This skill provides MLOps and production ML engineering expertise for building scalable, reliable machine learning systems. It covers end-to-end pipelines from data ingestion and training to deployment, monitoring, and scaling. The focus is practical: reproducible artifacts, automated CI/CD, and robust production guarantees.

How this skill works

The skill inspects system requirements and recommends strategies for serving, training, feature storage, and monitoring. It encodes decision frameworks (real-time vs batch vs edge), training infrastructure choices (single-node vs distributed), and feature store trade-offs. It also supplies concrete workflows for training pipelines, drift detection, RAG ingestion, and quality checklists to operationalize models.

When to use it

Building an end-to-end ML pipeline (ingest → train → validate → deploy).
Deploying models to production (real-time APIs, batch jobs, or edge devices).
Implementing MLOps practices: CI/CD, experiment tracking, and model registry.
Setting up monitoring for drift, performance, and business metrics.
Scaling training workloads or selecting distributed training and orchestration tools.
Designing retrieval pipelines or vector search for knowledge-centered applications.

Best practices

Embed preprocessing inside model artifacts or use a feature store to avoid training-serving skew.
Automate deployments: CI/CD pipelines with model registry and versioned artifacts.
Implement input schema validation and output monitoring to catch silent failures early.
Define clear SLAs and test for latency, throughput, and autoscaling behavior.
Store artifacts and metadata in object storage and tracking systems for reproducibility.

Example use cases

Churn prediction pipeline: track experiments with MLflow, register models, and promote to staging automatically.
Production drift monitoring: schedule daily checks with Evidently and trigger retraining on detected drift.
Low-latency serving: choose Kubernetes (KServe/Seldon) for high throughput or serverless for moderate traffic.
RAG knowledge base: chunk, embed, index documents into Pinecone/Weaviate and build a retrieval+LLM QA chain.
Distributed training: use Ray Train or PyTorch DDP with Kubeflow/Airflow orchestration for large datasets.

FAQ

What serving option for ultra-low latency inference?

Use specialized inference servers (Triton) or C++/Rust implementations and colocate model GPUs to meet sub-10ms SLAs.

When should I adopt a feature store?

Skip for simple MVPs. Adopt Feast for team consistency and managed solutions (Tecton/Hopsworks) for enterprise governance and SLAs.

How do I avoid silent failures in production?

Validate inputs (Pydantic/TFX), monitor prediction distributions, set alerts, and provide fallbacks or heuristics when models fail.

== The data ==
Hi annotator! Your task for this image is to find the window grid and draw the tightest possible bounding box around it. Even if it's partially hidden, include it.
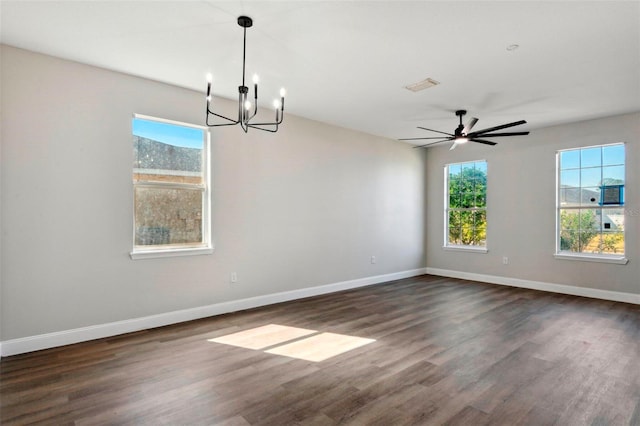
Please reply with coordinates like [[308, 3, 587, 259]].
[[556, 143, 625, 256], [132, 114, 211, 258], [445, 161, 487, 248]]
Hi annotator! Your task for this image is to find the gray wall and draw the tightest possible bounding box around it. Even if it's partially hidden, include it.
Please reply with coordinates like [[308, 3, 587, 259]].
[[426, 113, 640, 294], [0, 46, 426, 341]]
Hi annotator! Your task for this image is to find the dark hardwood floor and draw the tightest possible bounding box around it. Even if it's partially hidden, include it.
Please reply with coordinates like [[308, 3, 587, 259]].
[[0, 275, 640, 426]]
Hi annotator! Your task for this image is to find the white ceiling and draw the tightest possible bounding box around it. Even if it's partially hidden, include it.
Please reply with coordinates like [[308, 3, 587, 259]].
[[0, 0, 640, 143]]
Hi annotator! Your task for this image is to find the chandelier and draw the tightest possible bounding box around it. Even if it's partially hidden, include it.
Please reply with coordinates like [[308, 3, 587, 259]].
[[206, 16, 285, 133]]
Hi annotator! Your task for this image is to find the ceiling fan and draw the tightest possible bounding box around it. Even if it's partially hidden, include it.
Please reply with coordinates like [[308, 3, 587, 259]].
[[400, 109, 529, 150]]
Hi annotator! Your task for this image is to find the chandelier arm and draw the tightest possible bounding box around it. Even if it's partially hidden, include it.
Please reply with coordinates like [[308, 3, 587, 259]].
[[249, 123, 278, 133], [206, 112, 239, 127], [251, 114, 284, 127]]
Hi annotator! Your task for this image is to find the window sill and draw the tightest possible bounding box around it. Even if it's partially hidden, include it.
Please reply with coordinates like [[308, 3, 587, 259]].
[[554, 253, 629, 265], [129, 247, 213, 260], [442, 246, 489, 253]]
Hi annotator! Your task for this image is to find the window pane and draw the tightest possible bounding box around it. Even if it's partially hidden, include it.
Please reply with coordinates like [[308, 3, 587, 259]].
[[133, 118, 204, 184], [475, 192, 487, 208], [473, 211, 487, 246], [134, 186, 203, 246], [580, 186, 600, 206], [602, 144, 624, 166], [447, 211, 462, 244], [560, 188, 581, 207], [449, 164, 462, 178], [460, 191, 476, 209], [580, 167, 602, 187], [560, 169, 580, 187], [560, 210, 580, 231], [560, 150, 580, 170], [602, 232, 624, 254], [579, 209, 600, 232], [602, 166, 624, 185], [602, 209, 624, 232], [449, 192, 462, 208], [462, 163, 474, 179], [580, 146, 602, 167], [578, 231, 601, 253]]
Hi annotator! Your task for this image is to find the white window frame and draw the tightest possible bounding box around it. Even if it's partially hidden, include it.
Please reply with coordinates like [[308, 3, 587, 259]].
[[554, 142, 629, 265], [442, 159, 489, 253], [129, 114, 214, 260]]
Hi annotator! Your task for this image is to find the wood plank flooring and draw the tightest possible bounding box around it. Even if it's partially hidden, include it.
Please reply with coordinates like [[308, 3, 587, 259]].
[[0, 275, 640, 426]]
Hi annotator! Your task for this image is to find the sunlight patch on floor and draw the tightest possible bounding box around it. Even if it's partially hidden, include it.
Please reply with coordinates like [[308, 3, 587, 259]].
[[209, 324, 317, 349], [208, 324, 375, 362], [265, 333, 375, 362]]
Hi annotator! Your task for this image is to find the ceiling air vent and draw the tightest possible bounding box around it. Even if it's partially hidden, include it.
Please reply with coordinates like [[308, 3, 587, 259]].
[[404, 78, 440, 92]]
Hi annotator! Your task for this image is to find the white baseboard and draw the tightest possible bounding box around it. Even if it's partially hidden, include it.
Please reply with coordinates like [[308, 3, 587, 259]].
[[426, 268, 640, 305], [0, 268, 427, 356]]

== Task goal ==
Rewrite the stretch of the MLOps text from "When to use" through "avoid training-serving skew.", substituting "model catalog" for "model registry".

== Solution to the exercise ==
When to use it

Building an end-to-end ML pipeline (ingest → train → validate → deploy).
Deploying models to production (real-time APIs, batch jobs, or edge devices).
Implementing MLOps practices: CI/CD, experiment tracking, and model catalog.
Setting up monitoring for drift, performance, and business metrics.
Scaling training workloads or selecting distributed training and orchestration tools.
Designing retrieval pipelines or vector search for knowledge-centered applications.

Best practices

Embed preprocessing inside model artifacts or use a feature store to avoid training-serving skew.